Quoted passage ->
Objective It is still controversial if increased hepatic fat independently contributes to cardiovascular risk. We aimed to assess the association between hepatic fat quantified by MRI and various subclinical vascular disease parameters.

Design We included two cross-sectional investigations embedded in two independent population-based studies (Study of Health in Pomerania (SHIP): n=1341; Cooperative Health Research in the Region of Augsburg (KORA): n=386). The participants underwent a whole-body MRI examination. Hepatic fat content was quantified by proton-density fat fraction (PDFF). Aortic diameters in both studies and carotid plaque-related parameters in KORA were measured with MRI. In SHIP, carotid intima-media thickness (cIMT) and plaque were assessed by ultrasound. We used (ordered) logistic or linear regression to assess associations between hepatic fat and subclinical vascular disease.

Source material ->
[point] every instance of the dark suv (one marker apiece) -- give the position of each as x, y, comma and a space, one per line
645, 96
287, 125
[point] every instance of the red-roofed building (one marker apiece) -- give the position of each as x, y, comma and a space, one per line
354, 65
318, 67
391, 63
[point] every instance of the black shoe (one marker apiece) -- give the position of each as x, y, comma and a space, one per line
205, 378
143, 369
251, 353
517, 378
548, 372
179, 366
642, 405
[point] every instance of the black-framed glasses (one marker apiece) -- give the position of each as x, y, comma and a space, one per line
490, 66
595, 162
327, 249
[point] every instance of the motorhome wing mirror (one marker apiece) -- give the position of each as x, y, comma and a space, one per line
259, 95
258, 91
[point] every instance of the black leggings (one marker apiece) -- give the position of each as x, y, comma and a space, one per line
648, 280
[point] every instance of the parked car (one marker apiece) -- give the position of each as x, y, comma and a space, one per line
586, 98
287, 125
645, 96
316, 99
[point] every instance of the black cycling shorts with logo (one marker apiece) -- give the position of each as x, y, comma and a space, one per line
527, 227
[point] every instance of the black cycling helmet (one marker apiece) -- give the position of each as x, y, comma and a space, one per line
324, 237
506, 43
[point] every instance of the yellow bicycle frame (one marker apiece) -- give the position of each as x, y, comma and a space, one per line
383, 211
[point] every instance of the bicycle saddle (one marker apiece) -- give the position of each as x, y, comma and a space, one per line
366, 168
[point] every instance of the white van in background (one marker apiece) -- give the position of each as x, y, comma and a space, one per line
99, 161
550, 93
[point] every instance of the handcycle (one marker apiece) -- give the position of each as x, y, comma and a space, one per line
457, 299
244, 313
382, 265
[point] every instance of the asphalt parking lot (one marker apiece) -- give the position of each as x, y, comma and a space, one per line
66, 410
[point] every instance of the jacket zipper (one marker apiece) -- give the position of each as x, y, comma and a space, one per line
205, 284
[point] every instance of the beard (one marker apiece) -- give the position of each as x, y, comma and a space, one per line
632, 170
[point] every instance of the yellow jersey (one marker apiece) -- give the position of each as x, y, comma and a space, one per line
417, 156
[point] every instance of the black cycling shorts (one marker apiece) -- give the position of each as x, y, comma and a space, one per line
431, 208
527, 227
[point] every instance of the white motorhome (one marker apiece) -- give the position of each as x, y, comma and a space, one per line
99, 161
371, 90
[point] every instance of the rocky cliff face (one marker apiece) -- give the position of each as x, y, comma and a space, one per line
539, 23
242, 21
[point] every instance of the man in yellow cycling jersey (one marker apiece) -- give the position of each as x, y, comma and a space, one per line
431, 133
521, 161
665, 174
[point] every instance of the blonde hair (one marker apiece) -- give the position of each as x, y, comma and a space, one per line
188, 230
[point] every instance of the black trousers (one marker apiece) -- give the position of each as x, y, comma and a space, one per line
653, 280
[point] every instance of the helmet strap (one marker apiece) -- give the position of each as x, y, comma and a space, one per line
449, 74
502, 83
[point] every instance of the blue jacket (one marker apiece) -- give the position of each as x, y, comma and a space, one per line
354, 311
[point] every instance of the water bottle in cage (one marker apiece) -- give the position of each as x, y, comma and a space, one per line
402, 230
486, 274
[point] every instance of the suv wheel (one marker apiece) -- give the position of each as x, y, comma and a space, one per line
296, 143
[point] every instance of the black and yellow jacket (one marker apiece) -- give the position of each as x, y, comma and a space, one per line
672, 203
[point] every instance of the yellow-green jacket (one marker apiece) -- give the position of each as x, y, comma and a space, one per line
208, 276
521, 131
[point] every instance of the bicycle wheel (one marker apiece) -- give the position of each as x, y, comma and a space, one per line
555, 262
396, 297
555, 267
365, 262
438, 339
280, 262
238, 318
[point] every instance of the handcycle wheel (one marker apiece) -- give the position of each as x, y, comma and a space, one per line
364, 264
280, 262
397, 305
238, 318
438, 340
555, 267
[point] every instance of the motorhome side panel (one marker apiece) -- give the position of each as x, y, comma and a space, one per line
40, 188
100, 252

Things to do ->
1. In the hepatic fat abstract, replace "ultrasound" with "sonography" in everything from "Design We included" down to "subclinical vascular disease.".
2. Carry on the hepatic fat abstract from its last sentence.
The rows aren't needed.

Responses by task ->
1.
Design We included two cross-sectional investigations embedded in two independent population-based studies (Study of Health in Pomerania (SHIP): n=1341; Cooperative Health Research in the Region of Augsburg (KORA): n=386). The participants underwent a whole-body MRI examination. Hepatic fat content was quantified by proton-density fat fraction (PDFF). Aortic diameters in both studies and carotid plaque-related parameters in KORA were measured with MRI. In SHIP, carotid intima-media thickness (cIMT) and plaque were assessed by sonography. We used (ordered) logistic or linear regression to assess associations between hepatic fat and subclinical vascular disease.

2.
Results The prevalence of fatty liver disease (FLD) (PDFF >5.6%) was 35% in SHIP and 43% in KORA. In SHIP, hepatic fat was positively associated with ascending (β, 95% CI 0.06 (0.04 to 0.08)), descending (0.05 (0.04 to 0.07)) and infrarenal (0.02 (0.01 to 0.03)) aortic diameters, as well as with higher odds of plaque presence (OR, 95% CI 1.22 (1.05 to 1.42)) and greater cIMT (β, 95% CI 0.01 (0.004 to 0.02)) in the age-adjusted and sex-adjusted model. However, further adjustment for additional cardiometabolic risk factors, particularly body mass index, attenuated these associations. In KORA, no significant associations were found.

Conclusions The relation between hepatic fat and subclinical vascular disease was not independent of overall adiposity. Given the close relation of FLD with cardiometabolic risk factors, people with FLD should still be prioritised for cardiovascular disease screening.

  • magnetic resonance imaging
  • fatty liver
  • cardiovascular complications

Data availability statement

Data are available upon reasonable request. The datasets generated and/or analysed during the current study are not publicly available due to data protection reasons. The data are available in an anonymised form on reasonable request to the corresponding author.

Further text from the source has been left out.